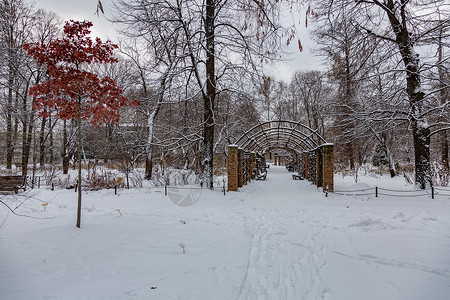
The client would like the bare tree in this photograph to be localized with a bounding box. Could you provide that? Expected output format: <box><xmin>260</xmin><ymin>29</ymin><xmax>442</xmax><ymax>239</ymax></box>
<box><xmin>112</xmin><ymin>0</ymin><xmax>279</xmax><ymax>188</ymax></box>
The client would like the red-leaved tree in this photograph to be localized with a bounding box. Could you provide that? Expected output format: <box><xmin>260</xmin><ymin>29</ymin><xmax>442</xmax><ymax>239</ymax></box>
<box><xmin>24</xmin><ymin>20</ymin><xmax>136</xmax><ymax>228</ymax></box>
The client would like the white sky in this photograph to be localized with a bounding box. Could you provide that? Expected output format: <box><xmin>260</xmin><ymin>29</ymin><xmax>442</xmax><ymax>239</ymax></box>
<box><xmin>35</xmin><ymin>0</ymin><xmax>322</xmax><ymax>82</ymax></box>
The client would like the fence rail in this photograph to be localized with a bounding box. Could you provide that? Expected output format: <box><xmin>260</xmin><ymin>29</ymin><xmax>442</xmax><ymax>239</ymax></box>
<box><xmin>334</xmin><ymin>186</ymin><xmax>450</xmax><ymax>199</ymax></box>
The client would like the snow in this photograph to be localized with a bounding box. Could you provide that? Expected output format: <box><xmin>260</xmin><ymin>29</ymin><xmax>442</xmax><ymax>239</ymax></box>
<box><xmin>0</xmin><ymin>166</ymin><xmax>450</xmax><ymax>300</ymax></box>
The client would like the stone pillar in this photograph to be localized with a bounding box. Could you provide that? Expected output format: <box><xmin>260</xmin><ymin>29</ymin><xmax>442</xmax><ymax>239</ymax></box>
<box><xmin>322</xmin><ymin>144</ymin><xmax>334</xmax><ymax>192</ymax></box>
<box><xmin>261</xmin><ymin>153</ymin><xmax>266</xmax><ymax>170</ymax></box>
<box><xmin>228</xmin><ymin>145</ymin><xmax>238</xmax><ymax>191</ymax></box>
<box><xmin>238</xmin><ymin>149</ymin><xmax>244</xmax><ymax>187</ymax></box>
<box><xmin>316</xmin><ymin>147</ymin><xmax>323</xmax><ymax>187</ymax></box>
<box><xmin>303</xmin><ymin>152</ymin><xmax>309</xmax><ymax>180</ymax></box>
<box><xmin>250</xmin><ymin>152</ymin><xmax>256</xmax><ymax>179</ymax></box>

* * *

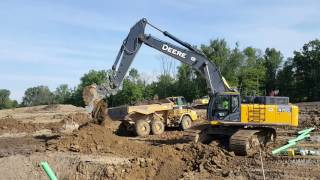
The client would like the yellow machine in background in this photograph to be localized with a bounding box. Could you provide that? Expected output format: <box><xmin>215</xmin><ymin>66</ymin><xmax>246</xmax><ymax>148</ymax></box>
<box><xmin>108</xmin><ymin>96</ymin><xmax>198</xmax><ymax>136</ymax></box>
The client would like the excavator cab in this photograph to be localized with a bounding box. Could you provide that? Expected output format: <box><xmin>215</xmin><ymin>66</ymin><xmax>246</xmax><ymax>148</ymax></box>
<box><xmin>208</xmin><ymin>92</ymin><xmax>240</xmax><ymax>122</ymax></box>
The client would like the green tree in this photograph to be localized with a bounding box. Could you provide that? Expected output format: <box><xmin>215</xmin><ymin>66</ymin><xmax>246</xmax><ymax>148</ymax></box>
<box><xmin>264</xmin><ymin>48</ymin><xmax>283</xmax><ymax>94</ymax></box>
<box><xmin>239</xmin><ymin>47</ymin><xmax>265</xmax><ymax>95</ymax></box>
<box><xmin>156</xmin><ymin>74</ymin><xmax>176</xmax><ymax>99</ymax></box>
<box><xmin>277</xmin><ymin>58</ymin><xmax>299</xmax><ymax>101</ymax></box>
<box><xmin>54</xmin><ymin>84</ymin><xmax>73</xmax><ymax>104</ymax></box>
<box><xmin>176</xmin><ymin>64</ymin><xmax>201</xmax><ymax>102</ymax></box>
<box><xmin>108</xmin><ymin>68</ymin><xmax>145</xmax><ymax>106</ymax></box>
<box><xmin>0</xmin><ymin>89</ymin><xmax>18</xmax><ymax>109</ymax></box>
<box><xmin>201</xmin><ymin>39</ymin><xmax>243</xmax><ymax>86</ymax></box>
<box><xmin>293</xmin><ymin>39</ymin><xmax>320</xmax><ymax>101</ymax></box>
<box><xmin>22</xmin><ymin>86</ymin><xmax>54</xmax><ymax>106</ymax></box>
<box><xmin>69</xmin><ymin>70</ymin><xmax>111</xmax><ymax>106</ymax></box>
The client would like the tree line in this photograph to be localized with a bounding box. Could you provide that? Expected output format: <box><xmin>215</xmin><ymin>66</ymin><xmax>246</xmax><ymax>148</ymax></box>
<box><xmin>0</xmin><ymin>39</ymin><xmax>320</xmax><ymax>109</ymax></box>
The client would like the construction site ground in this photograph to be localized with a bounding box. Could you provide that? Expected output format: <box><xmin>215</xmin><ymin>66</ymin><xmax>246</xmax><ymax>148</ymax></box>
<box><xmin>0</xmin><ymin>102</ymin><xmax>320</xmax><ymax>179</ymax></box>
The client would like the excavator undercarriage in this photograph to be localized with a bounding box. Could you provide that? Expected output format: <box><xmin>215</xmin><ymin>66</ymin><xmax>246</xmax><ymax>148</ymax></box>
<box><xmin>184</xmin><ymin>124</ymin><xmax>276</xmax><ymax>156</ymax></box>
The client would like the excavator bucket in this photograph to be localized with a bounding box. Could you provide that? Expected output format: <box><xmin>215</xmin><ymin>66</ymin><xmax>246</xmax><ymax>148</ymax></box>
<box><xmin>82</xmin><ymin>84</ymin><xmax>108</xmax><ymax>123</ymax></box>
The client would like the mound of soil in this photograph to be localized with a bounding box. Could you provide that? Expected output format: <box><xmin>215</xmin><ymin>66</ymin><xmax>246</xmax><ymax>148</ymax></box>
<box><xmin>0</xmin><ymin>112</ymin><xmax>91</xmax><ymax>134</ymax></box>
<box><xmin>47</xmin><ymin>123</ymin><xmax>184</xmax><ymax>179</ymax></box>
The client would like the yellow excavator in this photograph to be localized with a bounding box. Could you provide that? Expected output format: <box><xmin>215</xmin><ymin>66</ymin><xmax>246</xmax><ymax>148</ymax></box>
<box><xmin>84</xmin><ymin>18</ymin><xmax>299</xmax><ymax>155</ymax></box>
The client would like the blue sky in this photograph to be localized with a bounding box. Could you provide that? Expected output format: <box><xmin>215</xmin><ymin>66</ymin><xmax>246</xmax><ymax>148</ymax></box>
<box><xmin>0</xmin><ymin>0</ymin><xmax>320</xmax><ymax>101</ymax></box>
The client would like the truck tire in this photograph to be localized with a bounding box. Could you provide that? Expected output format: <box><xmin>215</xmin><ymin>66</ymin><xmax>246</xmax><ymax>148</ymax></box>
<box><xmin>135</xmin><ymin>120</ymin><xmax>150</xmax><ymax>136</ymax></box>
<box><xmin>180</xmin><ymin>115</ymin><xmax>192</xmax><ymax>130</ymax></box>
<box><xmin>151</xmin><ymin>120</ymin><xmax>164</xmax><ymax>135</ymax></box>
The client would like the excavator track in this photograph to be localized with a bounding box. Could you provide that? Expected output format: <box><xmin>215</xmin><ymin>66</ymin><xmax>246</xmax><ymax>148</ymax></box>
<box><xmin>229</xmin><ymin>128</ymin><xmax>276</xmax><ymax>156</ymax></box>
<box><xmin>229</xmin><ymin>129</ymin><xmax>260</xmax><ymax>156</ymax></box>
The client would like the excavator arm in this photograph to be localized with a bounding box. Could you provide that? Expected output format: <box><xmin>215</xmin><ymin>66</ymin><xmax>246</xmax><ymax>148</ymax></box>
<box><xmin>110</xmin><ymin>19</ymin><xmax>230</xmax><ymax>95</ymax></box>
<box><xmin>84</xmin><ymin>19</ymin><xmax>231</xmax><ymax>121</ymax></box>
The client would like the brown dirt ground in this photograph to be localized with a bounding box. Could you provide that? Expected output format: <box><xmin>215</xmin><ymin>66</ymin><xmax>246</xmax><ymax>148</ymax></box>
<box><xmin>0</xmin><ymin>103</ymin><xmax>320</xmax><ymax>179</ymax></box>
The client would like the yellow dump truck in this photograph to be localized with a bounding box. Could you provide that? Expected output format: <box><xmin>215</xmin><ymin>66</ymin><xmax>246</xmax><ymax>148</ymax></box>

==

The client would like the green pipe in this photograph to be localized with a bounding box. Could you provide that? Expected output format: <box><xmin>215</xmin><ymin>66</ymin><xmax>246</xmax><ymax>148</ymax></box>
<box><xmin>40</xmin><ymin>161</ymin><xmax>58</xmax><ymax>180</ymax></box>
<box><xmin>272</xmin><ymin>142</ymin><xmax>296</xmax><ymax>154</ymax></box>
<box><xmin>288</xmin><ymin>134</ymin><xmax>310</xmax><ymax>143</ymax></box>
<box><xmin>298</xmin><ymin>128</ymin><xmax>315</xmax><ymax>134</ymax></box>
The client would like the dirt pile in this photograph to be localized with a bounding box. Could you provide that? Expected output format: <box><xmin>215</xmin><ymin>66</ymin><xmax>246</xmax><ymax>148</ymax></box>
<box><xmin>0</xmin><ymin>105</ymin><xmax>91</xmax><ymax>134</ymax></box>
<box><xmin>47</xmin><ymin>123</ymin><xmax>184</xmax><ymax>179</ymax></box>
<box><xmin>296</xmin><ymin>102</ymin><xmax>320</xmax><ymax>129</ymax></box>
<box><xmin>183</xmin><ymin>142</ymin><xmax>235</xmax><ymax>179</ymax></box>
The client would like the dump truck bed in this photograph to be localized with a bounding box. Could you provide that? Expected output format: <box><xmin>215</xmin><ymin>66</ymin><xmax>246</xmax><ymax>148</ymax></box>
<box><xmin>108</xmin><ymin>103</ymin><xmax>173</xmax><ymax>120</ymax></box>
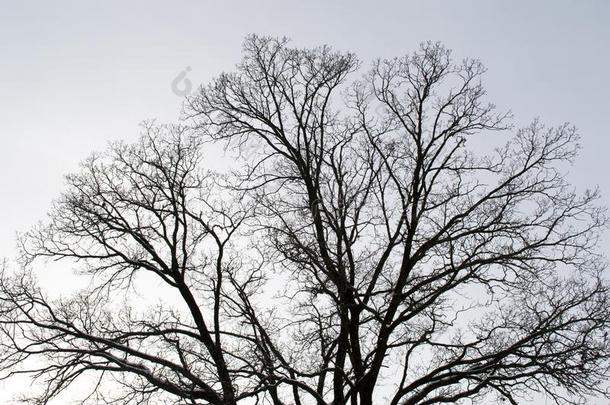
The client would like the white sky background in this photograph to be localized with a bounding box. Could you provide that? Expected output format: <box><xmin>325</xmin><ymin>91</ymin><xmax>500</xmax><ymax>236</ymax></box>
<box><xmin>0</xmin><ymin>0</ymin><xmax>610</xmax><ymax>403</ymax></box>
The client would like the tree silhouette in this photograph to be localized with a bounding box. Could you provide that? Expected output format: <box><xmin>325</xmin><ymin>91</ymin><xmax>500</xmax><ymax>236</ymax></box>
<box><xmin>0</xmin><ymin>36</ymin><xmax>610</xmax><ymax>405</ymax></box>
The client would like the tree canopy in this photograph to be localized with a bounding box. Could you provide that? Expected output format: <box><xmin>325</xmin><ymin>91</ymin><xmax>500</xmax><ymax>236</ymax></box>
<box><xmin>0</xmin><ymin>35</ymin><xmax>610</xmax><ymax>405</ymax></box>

**Objective**
Collect every line in the items above that contains the string "silhouette", matching case exactly.

**Task answer**
The client would like the tree silhouette in this photograph to be localized with a bounding box. Could you provide that? Expected output format: <box><xmin>325</xmin><ymin>91</ymin><xmax>500</xmax><ymax>236</ymax></box>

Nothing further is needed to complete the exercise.